Keep only the lines from the start of the data through the line containing "Indicate the dark wood", and output them exactly.

Stored items:
==========

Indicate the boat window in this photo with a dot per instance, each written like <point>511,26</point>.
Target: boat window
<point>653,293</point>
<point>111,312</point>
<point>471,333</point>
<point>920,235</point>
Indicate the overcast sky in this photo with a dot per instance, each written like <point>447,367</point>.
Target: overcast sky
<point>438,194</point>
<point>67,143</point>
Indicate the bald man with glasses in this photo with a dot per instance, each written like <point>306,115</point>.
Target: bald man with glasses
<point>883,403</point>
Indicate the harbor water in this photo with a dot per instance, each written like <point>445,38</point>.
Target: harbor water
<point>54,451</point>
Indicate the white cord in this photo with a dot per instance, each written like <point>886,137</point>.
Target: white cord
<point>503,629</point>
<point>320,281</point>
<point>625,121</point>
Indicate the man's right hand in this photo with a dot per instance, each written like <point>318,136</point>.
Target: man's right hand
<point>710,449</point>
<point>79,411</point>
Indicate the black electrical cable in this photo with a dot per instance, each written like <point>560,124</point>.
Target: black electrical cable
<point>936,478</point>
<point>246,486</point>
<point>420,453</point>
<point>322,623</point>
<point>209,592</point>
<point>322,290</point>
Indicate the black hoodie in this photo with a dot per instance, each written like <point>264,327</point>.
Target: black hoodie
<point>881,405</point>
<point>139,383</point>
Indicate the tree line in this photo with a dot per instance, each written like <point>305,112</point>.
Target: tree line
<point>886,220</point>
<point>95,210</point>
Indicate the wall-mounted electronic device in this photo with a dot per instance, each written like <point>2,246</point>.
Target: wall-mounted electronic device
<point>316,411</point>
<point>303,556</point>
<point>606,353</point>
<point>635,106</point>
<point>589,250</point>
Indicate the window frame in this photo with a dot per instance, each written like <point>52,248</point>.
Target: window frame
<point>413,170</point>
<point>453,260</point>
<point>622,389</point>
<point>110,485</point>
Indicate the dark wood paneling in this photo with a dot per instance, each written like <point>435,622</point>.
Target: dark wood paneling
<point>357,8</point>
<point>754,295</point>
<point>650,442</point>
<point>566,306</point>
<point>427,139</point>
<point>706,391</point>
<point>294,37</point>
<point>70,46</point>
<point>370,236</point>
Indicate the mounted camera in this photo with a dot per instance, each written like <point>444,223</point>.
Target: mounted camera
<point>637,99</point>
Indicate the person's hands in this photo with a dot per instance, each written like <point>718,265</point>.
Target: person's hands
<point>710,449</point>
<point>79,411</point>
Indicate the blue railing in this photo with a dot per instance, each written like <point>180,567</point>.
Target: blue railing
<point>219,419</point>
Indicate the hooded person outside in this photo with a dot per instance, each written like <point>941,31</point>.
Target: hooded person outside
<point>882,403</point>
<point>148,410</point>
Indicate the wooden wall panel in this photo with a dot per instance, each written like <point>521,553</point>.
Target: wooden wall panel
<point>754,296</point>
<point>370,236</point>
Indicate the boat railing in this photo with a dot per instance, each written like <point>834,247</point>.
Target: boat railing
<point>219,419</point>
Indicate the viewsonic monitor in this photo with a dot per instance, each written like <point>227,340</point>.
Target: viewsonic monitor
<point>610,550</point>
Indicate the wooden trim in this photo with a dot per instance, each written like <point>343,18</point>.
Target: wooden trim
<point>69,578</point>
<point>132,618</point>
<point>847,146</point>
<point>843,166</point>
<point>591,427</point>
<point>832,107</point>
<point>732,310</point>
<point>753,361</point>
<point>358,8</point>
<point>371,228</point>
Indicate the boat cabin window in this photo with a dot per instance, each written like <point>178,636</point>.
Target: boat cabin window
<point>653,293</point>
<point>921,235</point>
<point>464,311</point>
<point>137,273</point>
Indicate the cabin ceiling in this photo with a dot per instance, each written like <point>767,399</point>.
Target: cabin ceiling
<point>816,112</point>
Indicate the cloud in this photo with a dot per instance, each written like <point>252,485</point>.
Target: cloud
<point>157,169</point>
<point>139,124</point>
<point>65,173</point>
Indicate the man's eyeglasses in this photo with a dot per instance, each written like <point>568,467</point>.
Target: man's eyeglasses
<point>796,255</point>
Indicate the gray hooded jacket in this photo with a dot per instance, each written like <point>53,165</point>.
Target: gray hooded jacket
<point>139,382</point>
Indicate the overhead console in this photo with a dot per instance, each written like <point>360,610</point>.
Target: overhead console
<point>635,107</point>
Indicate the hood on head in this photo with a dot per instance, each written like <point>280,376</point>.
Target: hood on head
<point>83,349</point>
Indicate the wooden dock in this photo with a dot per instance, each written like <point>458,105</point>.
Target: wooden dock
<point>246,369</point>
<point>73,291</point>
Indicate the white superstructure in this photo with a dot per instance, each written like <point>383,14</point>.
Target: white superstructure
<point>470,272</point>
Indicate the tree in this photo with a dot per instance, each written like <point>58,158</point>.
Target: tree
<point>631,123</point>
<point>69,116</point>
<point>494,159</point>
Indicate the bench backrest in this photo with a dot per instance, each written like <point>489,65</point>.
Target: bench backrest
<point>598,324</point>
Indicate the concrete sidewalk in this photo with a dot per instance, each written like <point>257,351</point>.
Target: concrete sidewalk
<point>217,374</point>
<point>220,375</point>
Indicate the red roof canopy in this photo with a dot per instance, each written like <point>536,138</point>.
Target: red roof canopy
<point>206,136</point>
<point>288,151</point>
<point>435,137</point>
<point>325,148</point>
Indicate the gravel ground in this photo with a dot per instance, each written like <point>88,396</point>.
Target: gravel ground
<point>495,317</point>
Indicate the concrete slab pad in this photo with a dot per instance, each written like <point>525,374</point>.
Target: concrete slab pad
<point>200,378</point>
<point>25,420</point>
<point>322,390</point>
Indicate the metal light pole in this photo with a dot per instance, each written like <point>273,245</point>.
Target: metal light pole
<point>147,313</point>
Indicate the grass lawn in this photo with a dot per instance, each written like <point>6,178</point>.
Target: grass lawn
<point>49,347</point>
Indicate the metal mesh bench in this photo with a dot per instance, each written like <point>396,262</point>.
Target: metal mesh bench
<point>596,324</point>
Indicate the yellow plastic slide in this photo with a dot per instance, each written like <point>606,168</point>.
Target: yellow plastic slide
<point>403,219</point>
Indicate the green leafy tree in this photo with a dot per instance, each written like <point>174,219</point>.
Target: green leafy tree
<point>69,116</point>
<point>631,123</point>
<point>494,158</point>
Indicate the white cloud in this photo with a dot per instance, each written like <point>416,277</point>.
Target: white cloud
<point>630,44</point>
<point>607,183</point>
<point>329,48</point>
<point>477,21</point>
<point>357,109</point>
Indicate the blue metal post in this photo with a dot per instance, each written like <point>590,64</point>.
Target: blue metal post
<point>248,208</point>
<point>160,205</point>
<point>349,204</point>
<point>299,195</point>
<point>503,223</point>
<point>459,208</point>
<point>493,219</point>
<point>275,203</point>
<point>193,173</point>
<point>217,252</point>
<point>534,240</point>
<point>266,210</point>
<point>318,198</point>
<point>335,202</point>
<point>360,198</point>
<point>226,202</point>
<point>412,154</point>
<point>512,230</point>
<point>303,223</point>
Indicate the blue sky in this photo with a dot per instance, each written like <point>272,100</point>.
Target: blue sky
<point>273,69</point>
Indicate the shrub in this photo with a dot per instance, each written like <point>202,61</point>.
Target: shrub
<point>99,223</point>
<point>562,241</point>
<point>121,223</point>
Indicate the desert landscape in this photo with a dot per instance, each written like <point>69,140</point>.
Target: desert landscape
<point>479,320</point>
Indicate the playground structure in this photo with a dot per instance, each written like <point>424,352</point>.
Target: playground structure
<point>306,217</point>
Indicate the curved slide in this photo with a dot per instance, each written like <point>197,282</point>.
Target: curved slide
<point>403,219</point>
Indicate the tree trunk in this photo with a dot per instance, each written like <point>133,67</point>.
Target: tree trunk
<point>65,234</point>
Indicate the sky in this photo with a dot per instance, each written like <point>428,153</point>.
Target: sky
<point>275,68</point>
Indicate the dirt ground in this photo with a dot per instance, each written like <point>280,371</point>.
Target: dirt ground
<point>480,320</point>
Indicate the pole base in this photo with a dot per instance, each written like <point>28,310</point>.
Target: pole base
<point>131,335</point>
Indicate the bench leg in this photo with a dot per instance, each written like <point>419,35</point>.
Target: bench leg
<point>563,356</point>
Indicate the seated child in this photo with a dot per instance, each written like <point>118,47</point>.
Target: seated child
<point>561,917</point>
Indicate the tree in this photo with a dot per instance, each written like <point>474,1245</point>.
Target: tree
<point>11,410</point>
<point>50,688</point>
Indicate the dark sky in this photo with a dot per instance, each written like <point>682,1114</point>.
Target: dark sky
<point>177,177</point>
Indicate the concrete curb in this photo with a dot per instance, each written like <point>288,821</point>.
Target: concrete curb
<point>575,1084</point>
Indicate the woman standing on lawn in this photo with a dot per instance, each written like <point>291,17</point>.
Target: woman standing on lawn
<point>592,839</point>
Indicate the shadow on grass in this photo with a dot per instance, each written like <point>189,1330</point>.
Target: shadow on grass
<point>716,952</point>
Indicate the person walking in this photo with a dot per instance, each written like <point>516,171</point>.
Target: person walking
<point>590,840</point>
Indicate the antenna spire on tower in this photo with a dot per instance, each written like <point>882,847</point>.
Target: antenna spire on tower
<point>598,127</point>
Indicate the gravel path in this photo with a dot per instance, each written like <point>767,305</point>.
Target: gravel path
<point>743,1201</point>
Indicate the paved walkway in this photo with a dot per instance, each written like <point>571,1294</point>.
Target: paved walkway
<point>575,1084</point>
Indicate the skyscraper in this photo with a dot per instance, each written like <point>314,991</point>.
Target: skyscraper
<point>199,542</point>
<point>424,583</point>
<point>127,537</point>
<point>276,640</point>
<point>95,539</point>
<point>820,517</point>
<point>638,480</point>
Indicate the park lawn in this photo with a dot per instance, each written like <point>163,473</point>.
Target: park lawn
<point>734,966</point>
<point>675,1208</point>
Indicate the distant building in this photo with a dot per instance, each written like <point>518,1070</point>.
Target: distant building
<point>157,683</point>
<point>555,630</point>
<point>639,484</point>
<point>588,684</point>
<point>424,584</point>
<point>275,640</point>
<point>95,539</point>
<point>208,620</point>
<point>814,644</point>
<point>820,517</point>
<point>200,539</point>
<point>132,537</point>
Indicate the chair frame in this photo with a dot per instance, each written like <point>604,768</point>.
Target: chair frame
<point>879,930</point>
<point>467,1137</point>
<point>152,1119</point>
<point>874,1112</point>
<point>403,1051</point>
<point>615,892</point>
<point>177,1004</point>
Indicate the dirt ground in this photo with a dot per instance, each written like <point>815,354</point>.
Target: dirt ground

==========

» **ANSWER**:
Indicate the boat window in this photo with a dot per instance, each written like <point>511,26</point>.
Target: boat window
<point>653,293</point>
<point>111,312</point>
<point>471,333</point>
<point>920,235</point>
Indicate the overcast sky in this photo with a dot per instance, each written like <point>447,367</point>.
Target: overcast sky
<point>438,194</point>
<point>67,143</point>
Indicate the bald man with glasses in this photo with a dot per instance, each written like <point>306,115</point>.
Target: bald man with glasses
<point>883,403</point>
Indicate the harbor water in this photo with a dot per instance, each written like <point>445,38</point>.
Target: harbor water
<point>54,451</point>
Indicate the white cord in this photo with a dot per instance, each written like <point>886,137</point>.
Target: white cord
<point>503,629</point>
<point>320,281</point>
<point>625,121</point>
Indicate the man's right hand in this photo with a dot per instance, each written like <point>318,136</point>.
Target: man's right hand
<point>710,449</point>
<point>79,411</point>
Indicate the black electrical cable in this photo with a dot per instance, each written like <point>560,124</point>.
Target: black electrical cable
<point>936,478</point>
<point>246,486</point>
<point>420,453</point>
<point>322,623</point>
<point>209,592</point>
<point>322,290</point>
Indicate the black hoodie in this photo with a dot per instance, each written like <point>264,327</point>.
Target: black hoodie
<point>881,405</point>
<point>139,383</point>
Indicate the tree line in this photo with a dot per instance, each written like <point>305,112</point>.
Target: tree line
<point>886,220</point>
<point>95,210</point>
Indicate the wall-mounted electronic device in this photo with a dot per instance, each written like <point>2,246</point>.
Target: wall-mounted electronic device
<point>316,411</point>
<point>303,556</point>
<point>606,353</point>
<point>635,106</point>
<point>589,250</point>
Indicate the window frame in this photo with a dot per instance, each written like <point>52,248</point>.
Target: window frame
<point>413,170</point>
<point>453,260</point>
<point>622,389</point>
<point>110,485</point>
Indicate the dark wood paneling in this photo with a dot per instance, each written like <point>435,622</point>.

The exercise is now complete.